*Jobs*
1 > How would you render "The series was hosted by Stan Lee." from the article on The Comic Book Greats in Spanish?
2 > Can you transcribe the article on The Comic Book Greats, starting at "The Comic Book Greats is" and ending at "and Will Eisner."?
3 > Could you pick up the article on The Comic Book Greats after its final sentence and keep writing?

*Selected text*

▼▼▼

- Genre: Interview
- Created by: Stan Lee
- Directed by: Rick Stawinski
- Starring: Stan Lee
- Composers: Rick and Rob Stawinski
- Country of origin: United States
- Original language: English
- No. of episodes: 13

Production
- Executive producers: Peter Bierstedt, Stan Lee, Michael R. Rielly
- Producer: Paul Burke
- Production location: Los Angeles
- Cinematography: Dennis Weiler, Dave Jenkins
- Editor: Dan Fox
- Production company: Excelsior Productions

Original release
- Release: 1991 – 1992

= The Comic Book Greats =

The Comic Book Greats is a 1991 documentary series produced by Stabur Home Video. The series was hosted by Stan Lee. Stan interviewed a different comic book artist for each episode. The artists interviewed include Todd McFarlane, Rob Liefeld, Jim Lee, Whilce Portacio, Sergio Aragonés, Chris Claremont, Bob Kane, John Romita Sr., John Romita Jr. and Will Eisner.

▲▲▲

*Collected material*
▼▼▼

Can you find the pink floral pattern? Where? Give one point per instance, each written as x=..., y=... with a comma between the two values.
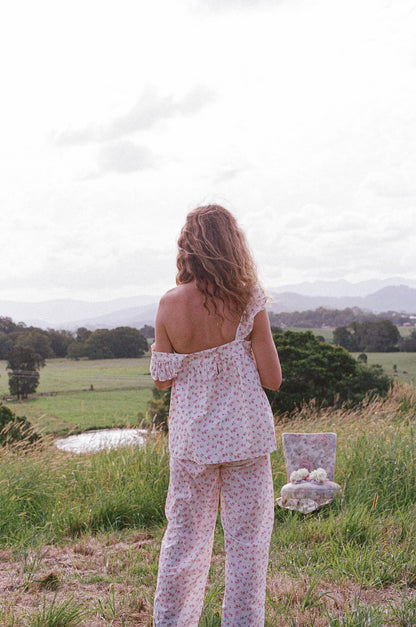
x=247, y=516
x=218, y=411
x=221, y=432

▲▲▲

*Answers given*
1 > La serie fue presentada por Stan Lee.

2 >
The Comic Book Greats is a 1991 documentary series produced by Stabur Home Video. The series was hosted by Stan Lee. Stan interviewed a different comic book artist for each episode. The artists interviewed include Todd McFarlane, Rob Liefeld, Jim Lee, Whilce Portacio, Sergio Aragonés, Chris Claremont, Bob Kane, John Romita Sr., John Romita Jr. and Will Eisner.

3 >
==Episodes==

| No. | Title | Original release date |
| 1 | "Todd McFarlane Interview" | 1991 |
| 2 | "Rob Liefeld Interview" | 1991 |
| 3 | "Sergio Aragonés Interview" | 1991 |
| 4 | "Overkill with Todd McFarlane and Rob Liefeld" | 1991 |
Stan Lee challenges Rob Liefeld and Todd McFarlane to design a character in twenty minutes with the name "Over Kill". The character Liefeld and McFarlane came up with became the basis for the character Overt-Kill.
| 5 | "Interview with Harvey Kurtzman and Jack Davis" | 1992 |
| 6 | "How to create a comic book, Interview with Todd McFarlane and Rob Liefeld" | 1992 |
Jim Lee and Whilce Portacio give some tips on creating comics.
| 7 | "Chris Claremont Interview" | 1992 |
Claremont discusses X-Men comics, his creative process, aviation and movie adaptations.
| 8 | "The Romitas" | 1992 |
Interview with John Romita Sr. and John Romita Jr.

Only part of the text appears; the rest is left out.